▶ **Consegna 1**
Rispondi a queste domande sull'articolo sui voti nella scuola elementare:
(a) Quanti miliardi di euro furono tagliati all'istruzione dal duo Gelmini-Tremonti?
(b) Chi spiega il contenuto dell'emendamento?
(c) In quale anno il voto numerico fu cancellato e sostituito dal giudizio?
▶ **Consegna 2**
Trascrivi senza modifiche il passo dell'articolo sui voti nella scuola elementare che va da "Prima i voti, poi" a "le sue frasche.".
▶ **Consegna 3**
Scrivi il seguito dell'articolo sui voti nella scuola elementare, riprendendo da dove si interrompe.

▶ **Testo di partenza**
******************************
Prima i voti, poi i giudizi, poi i voti ora di nuovo i giudizi: una didattica ad altalena, pensando forse che la scuola non è il bene comune ma il luogo dove la politica cerca le sue frasche.
E così, dal prossimo anno scolastico la valutazione finale degli alunni nella scuola elementare non sarà più espressa con i voti numerici ma con un giudizio, esattamente come era prima dell’avvento al Ministero dell’istruzione del duo Gelmini- Tremonti i quali, lo ricordiamo, dopo avere falcidiato 8 miliardi di euro all’istruzione, asserendo che la scuola non è un ufficio di collocamento, misero sul tappeto pure la questione della certezza dei voti: in questo modo i genitori sanno esattamente quanto vale il figlio, piuttosto che aggrapparsi ai sofismi dei giudizi.
Considerando pure che con la cultura non si mangia, disse Tremonti, si sono pure tagliate ore e insegnamenti in tutti i corsi di studio delle superiori.
In ogni caso, spiega la senatrice Vanna Iori, “l’emendamento prevede che nella scuola primaria i bambini non possano essere considerati dei numeri. Dare un 4 può essere un macigno pesante da comprendere mentre una valutazione più complessiva prende in considerazione le caratteristiche del bambino. Ovviamente vanno trovate le parole adeguate e la valutazione va fatta in termini di giudizio sintetico”.
Esattamente l’opposto di quanto era sostenuto nel 2008, ai tempi della ministra Gelmini, ma esattamente di uguale portata di quanto si sostenne alla fine degli anni Settanta (1977), quando il voto numerico fu cancellato per il giudizio, con la scheda di valutazione, e si mantenne solo alle superiori.
******************************
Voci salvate
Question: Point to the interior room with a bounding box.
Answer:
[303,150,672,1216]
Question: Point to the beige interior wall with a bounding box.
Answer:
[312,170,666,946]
******************************
▶ **Risposta scritta 1**
(a) 8 miliardi di euro.
(b) La senatrice Vanna Iori.
(c) Nel 1977.

▶ **Risposta scritta 2**
Prima i voti, poi i giudizi, poi i voti ora di nuovo i giudizi: una didattica ad altalena, pensando forse che la scuola non è il bene comune ma il luogo dove la politica cerca le sue frasche.

▶ **Risposta scritta 3**
Sicuramente è difficile misurare e valutare gli apprendimenti di un bambino se, in più di 150 anni di riforme scolastiche, si è passati dal voto numerico negli anni dell’Unità, al voto in lettere durante il fascismo, ancora al voto in numeri dopo la 2° guerra mondiale, alla scheda di valutazione dal ’77, al voto numerico nel 2008, al giudizio nel 2020 al tempo del covid19.
Diceva don Lorenzo Milani: “Il voto è discriminante perché è ingiusto fare parti uguali tra disuguali. Il voto monopolizza l’attenzione e l’interesse degli studenti, facendoli studiare solo per la valutazione, in una situazione di ansia e competizione…”.
Ed è forse alla luce di questo sacrosanto principio che in provincia di Novara, gli strumenti di valutazione sono una “lettera-punto di vista” degli insegnanti, dove viene riportato quanto emerso dalle osservazioni per ciascuna disciplina, a cui si associa un colore: verde, giallo o rosso.
Chissà se nel prossimo emendamento del Governo non venga inserita una formula simile?